What you should do:
Pick every line from the data below that contains the string "list" and copy it.

Task material:
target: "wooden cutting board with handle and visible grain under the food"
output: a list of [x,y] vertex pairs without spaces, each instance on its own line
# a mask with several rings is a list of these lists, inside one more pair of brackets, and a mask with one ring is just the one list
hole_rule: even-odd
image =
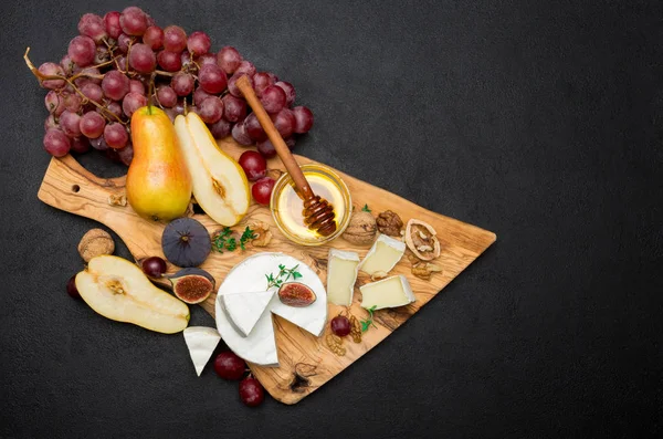
[[[219,145],[235,159],[246,150],[235,144],[232,138],[220,140]],[[297,156],[297,161],[301,165],[314,163],[301,156]],[[277,158],[269,160],[269,166],[271,169],[283,169]],[[290,322],[274,316],[281,365],[262,367],[250,364],[250,367],[265,389],[284,404],[299,401],[382,342],[446,286],[496,239],[493,232],[431,212],[383,189],[344,173],[337,173],[350,189],[356,208],[368,203],[373,215],[390,209],[399,213],[403,222],[417,218],[432,224],[438,231],[442,244],[442,254],[436,263],[442,266],[443,271],[433,274],[428,281],[421,280],[411,274],[410,262],[403,258],[390,274],[404,274],[410,281],[417,301],[408,306],[376,312],[377,327],[371,327],[364,333],[359,344],[354,343],[351,337],[345,337],[344,346],[347,353],[343,357],[332,353],[325,343],[325,336],[329,333],[328,325],[320,337],[315,337]],[[98,178],[84,169],[73,157],[66,156],[51,160],[39,190],[39,199],[57,209],[94,219],[110,228],[124,240],[136,260],[151,255],[162,258],[161,232],[165,224],[141,219],[128,205],[122,207],[112,206],[108,202],[110,196],[118,197],[124,192],[125,177]],[[210,232],[220,229],[219,224],[204,215],[194,215],[193,218],[202,222]],[[259,205],[252,205],[244,220],[233,230],[241,232],[246,222],[252,220],[263,221],[271,226],[270,230],[274,236],[272,242],[263,249],[248,248],[243,252],[236,250],[223,254],[212,252],[202,268],[214,275],[218,285],[236,263],[261,251],[280,251],[295,257],[311,265],[325,283],[329,247],[357,251],[361,258],[368,251],[368,248],[352,247],[343,239],[337,239],[330,245],[324,247],[311,248],[294,244],[281,234],[272,220],[270,209]],[[177,269],[169,264],[169,272],[175,271]],[[359,320],[366,318],[368,313],[359,306],[361,293],[358,286],[369,281],[370,279],[365,273],[359,273],[354,303],[349,309],[349,312]],[[215,294],[201,304],[212,316],[214,315],[214,300]],[[333,304],[328,306],[329,318],[344,311],[343,306]]]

Result for this exercise:
output: a list of [x,y] vertex pairs without spaces, each instance on its own line
# a mask with several rings is a list of these lists, inside one more pair of brackets, and a mask with one ring is just the one list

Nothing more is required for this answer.